Billy Martin
- Country (sports): United States
- Residence: Los Angeles, California, U.S.
- Born: December 25, 1956 (age 69) Evanston, Illinois, U.S.
- Height: 5 ft 10 in (1.78 m)
- Turned pro: 1975
- Retired: 1982
- Plays: Right-handed (one-handed backhand)

Singles
- Career record: 144–175
- Career titles: 1
- Highest ranking: No. 32 (5 March 1975)

Grand Slam singles results
- Australian Open: 1R (1980)
- French Open: 3R (1981)
- Wimbledon: QF (1977)
- US Open: 2R (1973, 1976)

Doubles
- Career record: 126–160
- Career titles: 3

Grand Slam doubles results
- Australian Open: SF (1980)
- French Open: SF (1981)
- Wimbledon: 3R (1973, 1977, 1981)
- US Open: 2R (1975)

Mixed doubles
- Career titles: 1

Grand Slam mixed doubles results
- French Open: W (1980)

= Billy Martin (tennis) =

American tennis player

Billy Martin (born December 25, 1956) is a former professional tennis player from the United States. During his career, he won the NCAA Singles Title in 1975, defeating George Hardie, and one singles title and three doubles titles on the Pro Tour. He achieved a career-high singles ranking of world No. 32 in 1975. Martin currently serves as the head coach for the UCLA Bruins men's tennis team, a position he has held since 1994. Martin, who played at UCLA, has 14 straight top 5 NCAA team finishes and 9 consecutive 20-win seasons. He was named ITA (Intercollegiate Tennis Association) division 1 National Coach of the Year and is a member of ITA Hall of Fame.
He beat Raul Ramirez and Stan Smith at the Washington D.C. tournament.

##############################

Work to complete -
1. Rewrite the Billy Martin text from "- Wimbledon: QF" up to and including "Open: SF (1980)", putting "The Championships" in place of "Wimbledon".
2. Name every player the Billy Martin text says he defeated.
The records have no connection to the Billy Martin text.

##############################

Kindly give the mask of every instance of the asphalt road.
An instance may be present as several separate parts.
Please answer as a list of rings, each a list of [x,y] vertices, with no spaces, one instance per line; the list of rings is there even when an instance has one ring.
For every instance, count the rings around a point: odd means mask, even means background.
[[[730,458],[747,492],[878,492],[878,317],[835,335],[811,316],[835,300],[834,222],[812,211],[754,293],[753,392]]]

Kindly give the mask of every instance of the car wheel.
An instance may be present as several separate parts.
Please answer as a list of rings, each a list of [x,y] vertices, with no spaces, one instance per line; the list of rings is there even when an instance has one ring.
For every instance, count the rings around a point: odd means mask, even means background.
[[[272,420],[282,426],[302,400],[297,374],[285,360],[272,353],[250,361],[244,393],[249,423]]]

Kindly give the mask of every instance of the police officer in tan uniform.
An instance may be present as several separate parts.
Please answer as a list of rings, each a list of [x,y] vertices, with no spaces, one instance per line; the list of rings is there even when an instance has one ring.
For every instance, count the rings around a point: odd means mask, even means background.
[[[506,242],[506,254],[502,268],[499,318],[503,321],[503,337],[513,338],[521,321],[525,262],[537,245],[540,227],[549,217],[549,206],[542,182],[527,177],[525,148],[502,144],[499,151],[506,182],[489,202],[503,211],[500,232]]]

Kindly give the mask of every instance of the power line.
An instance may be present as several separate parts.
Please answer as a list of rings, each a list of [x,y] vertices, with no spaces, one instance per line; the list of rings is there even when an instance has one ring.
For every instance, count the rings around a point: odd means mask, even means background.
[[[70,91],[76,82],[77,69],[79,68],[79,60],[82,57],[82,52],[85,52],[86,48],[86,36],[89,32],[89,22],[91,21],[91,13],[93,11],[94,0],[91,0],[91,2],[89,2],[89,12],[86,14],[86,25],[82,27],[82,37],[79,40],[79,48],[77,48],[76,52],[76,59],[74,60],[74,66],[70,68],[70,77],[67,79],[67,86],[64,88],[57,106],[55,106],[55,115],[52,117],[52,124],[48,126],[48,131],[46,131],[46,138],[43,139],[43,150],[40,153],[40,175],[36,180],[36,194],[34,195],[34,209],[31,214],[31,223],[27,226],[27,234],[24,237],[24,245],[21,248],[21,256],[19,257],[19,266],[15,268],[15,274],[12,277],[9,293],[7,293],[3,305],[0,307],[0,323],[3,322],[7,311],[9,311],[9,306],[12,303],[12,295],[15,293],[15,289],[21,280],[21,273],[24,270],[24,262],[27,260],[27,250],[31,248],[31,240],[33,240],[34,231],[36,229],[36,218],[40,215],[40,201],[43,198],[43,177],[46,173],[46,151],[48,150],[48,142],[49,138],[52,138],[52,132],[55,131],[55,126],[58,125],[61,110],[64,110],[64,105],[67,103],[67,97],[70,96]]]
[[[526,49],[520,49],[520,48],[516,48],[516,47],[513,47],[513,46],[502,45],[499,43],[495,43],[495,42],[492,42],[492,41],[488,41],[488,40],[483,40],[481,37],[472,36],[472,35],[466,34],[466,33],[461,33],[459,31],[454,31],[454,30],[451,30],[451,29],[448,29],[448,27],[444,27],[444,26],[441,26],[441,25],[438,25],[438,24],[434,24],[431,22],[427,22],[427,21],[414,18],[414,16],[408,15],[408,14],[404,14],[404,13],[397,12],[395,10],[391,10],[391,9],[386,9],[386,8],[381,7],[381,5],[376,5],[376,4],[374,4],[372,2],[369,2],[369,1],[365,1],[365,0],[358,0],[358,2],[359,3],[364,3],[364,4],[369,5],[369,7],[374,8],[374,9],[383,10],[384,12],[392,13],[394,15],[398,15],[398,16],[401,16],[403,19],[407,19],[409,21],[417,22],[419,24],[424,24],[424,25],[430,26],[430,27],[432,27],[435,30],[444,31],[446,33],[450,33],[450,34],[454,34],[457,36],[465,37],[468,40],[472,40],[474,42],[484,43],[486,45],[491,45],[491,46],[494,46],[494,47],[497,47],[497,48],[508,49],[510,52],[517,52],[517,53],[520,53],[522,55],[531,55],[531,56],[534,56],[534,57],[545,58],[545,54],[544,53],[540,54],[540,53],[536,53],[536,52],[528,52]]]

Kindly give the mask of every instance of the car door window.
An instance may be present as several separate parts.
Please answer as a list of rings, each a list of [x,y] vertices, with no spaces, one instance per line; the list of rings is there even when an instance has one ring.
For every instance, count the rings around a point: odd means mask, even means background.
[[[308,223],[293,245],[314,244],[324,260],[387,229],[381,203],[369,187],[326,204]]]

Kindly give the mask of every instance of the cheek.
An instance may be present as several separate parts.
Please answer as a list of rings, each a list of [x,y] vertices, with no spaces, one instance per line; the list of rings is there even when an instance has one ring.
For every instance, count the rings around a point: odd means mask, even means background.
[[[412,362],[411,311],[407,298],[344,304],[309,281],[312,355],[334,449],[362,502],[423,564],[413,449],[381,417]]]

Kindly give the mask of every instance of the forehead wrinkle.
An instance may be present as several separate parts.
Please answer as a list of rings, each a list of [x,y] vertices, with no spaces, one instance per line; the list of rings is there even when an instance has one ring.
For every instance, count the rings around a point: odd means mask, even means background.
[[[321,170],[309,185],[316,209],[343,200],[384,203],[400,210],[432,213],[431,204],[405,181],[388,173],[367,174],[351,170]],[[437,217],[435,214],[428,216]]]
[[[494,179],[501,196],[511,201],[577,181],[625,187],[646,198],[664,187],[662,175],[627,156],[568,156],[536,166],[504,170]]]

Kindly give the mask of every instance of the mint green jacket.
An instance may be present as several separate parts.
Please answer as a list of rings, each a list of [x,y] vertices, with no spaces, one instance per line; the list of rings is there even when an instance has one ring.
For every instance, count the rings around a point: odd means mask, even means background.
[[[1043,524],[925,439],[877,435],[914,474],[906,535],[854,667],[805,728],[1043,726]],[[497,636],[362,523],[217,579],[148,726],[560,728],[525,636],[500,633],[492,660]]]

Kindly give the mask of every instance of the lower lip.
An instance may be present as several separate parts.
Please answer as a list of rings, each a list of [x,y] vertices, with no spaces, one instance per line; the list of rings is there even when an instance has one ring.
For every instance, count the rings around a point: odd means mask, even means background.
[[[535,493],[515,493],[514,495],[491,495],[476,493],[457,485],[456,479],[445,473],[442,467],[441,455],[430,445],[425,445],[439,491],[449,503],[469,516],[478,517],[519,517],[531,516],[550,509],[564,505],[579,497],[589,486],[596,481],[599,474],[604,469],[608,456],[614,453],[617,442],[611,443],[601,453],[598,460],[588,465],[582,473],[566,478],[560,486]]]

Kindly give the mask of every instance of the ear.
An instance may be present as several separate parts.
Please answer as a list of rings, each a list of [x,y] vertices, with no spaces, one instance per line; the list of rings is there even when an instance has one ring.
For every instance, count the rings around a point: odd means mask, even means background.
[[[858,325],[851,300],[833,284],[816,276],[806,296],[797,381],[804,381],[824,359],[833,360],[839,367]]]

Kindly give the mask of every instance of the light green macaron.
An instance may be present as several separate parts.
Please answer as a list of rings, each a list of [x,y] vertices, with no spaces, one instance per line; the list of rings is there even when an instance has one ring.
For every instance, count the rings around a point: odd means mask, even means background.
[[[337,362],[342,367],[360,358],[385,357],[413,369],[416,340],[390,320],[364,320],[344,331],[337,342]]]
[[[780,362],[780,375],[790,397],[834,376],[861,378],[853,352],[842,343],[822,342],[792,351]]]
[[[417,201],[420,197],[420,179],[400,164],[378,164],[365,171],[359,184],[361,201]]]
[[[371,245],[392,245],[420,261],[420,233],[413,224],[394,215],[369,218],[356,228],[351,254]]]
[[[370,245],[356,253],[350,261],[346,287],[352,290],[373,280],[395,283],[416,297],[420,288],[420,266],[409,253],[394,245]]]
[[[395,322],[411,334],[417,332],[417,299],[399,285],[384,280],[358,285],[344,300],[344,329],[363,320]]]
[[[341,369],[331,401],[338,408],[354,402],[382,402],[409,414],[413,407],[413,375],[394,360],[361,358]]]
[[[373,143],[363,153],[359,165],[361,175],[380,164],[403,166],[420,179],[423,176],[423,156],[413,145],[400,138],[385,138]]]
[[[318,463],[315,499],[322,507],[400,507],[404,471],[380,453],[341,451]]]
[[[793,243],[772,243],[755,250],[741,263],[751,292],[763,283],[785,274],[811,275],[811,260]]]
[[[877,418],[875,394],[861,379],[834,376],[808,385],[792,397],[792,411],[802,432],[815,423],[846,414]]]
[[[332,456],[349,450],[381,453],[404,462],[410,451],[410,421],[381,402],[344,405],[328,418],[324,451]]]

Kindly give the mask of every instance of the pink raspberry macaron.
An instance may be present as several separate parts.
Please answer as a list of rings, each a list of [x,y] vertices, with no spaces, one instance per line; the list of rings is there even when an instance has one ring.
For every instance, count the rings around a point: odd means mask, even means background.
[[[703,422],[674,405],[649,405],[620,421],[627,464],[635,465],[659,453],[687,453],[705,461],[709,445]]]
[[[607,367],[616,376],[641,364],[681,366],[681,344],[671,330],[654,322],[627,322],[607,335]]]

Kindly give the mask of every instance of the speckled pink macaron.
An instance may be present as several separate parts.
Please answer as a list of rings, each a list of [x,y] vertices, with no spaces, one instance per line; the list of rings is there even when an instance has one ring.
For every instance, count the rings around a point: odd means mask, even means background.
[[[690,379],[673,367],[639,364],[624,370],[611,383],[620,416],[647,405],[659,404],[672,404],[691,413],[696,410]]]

##############################

Answers in order -
1.
- The Championships: QF (1977)
- US Open: 2R (1973, 1976)

Doubles
- Career record: 126–160
- Career titles: 3

Grand Slam doubles results
- Australian Open: SF (1980)

2. George Hardie, Raul Ramirez, Stan Smith